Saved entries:
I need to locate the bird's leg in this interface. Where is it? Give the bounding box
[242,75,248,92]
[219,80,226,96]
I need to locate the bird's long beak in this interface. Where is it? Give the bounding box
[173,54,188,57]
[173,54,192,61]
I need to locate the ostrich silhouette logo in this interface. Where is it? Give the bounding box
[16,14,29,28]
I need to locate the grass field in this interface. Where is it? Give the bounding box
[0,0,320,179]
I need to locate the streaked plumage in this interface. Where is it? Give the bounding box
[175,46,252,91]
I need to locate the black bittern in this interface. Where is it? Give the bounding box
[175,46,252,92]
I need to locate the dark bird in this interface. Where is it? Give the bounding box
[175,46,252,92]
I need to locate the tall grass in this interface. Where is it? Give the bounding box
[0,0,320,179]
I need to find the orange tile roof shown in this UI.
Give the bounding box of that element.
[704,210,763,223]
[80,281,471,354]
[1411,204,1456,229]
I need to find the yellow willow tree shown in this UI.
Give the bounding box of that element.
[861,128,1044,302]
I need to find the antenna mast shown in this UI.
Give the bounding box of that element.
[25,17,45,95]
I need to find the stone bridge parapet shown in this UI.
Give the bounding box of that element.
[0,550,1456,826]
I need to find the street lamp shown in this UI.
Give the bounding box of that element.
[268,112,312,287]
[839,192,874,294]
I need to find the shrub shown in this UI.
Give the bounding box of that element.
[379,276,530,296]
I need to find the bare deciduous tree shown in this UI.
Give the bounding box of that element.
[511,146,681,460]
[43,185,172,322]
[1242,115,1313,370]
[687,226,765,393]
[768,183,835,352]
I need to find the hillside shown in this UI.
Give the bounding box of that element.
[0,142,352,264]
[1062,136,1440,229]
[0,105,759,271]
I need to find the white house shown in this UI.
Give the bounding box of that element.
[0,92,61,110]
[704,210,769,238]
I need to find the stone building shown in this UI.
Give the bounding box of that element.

**PROBLEM REQUIREMENTS**
Copy every row above word for word.

**OUTPUT FOR THIS EXERCISE**
I need to locate the bird's leg in this interface. Where is it? Give the bounding box
[242,75,248,92]
[219,80,226,96]
I need to locate the bird's long beak in this interface. Where is it? Give the bounding box
[173,54,188,57]
[173,54,192,61]
I need to locate the ostrich silhouette logo in this interface. Where is it? Give the bounding box
[16,14,29,28]
I need to locate the grass field in this interface. Where is it? Give the bounding box
[0,0,320,179]
I need to locate the streaked plumage in this interface. Where is it? Give the bounding box
[175,46,252,91]
I need to locate the black bittern in this interface. Where is it? Give the bounding box
[175,46,252,92]
I need to locate the dark bird in this interface. Where is it? Give the bounding box
[175,46,252,92]
I need to locate the tall grass in this interface. Where is it? Give the bounding box
[0,0,320,179]
I need to find the orange tile roof shown in this UI.
Give the bounding box of that element.
[704,210,763,223]
[80,281,471,354]
[1411,204,1456,229]
I need to find the yellow willow tree shown in this UI.
Give the bounding box of that element.
[861,128,1044,302]
I need to find the antenna mast shown in this UI.
Give the bounding box of that element.
[25,17,45,95]
I need to find the stone bridge parapet shown in this UI.
Give the bounding box of that element.
[0,550,1456,826]
I need to find the street lamp shown in this UI.
Give the bounding box of that element.
[268,112,312,287]
[839,192,874,294]
I need to find the shrub shown in this UI.
Give the bounding box of that element.
[379,276,530,296]
I need to find the bare deciduous tree shown in this UI.
Give the bounding box of that element.
[511,146,681,460]
[43,185,172,322]
[1242,115,1313,370]
[687,226,765,393]
[768,183,835,352]
I need to find the hillside shown in this UI.
Give the bounding box of that element.
[0,142,352,264]
[1062,136,1440,229]
[0,105,759,271]
I need to find the white house shown in this UI.
Give the bounding box of that element.
[0,92,61,110]
[704,210,769,238]
I need to find the stone building shown in this UI.
Give the bounding box of that element.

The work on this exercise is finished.